→ **PROBLEM REQUIREMENTS**:
Can you reproduce word for word the lines starting at the one containing "the form (150,255);" and ending at the last line below?

-------------------------

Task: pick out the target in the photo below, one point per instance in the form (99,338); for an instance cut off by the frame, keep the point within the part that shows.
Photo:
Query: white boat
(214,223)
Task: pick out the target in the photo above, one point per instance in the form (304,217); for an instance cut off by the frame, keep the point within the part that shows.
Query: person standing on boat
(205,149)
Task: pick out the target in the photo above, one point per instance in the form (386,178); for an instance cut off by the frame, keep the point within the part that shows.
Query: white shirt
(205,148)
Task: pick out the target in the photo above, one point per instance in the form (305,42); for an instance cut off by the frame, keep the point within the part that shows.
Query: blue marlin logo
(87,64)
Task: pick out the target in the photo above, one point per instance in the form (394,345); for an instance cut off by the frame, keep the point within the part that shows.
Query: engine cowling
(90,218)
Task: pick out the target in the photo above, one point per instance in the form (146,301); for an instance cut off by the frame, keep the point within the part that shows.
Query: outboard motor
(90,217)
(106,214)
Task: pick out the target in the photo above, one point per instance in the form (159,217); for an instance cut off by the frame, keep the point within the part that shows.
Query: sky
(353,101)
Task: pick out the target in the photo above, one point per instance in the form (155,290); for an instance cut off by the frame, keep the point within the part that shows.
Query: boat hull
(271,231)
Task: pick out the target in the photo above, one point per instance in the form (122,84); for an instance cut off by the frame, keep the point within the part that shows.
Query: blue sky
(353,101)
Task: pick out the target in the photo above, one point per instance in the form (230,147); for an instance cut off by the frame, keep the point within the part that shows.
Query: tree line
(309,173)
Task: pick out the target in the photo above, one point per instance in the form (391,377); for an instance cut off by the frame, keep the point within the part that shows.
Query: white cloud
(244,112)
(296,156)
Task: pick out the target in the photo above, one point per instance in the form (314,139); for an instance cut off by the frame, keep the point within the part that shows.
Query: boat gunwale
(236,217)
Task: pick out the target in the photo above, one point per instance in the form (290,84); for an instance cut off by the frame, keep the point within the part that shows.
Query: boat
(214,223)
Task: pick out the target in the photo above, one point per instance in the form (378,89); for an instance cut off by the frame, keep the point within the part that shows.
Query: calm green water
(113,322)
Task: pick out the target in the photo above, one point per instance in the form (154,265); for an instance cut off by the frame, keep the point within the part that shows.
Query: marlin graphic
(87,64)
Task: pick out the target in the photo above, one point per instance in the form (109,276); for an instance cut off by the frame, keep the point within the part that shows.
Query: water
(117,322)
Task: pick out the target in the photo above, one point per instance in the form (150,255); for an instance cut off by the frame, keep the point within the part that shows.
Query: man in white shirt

-------------------------

→ **CORRECT RESPONSE**:
Task: pick out the target in the photo above, one point per instance in the form (150,255); for an instance cut off by the frame, keep the point within the part that shows.
Query: man in white shirt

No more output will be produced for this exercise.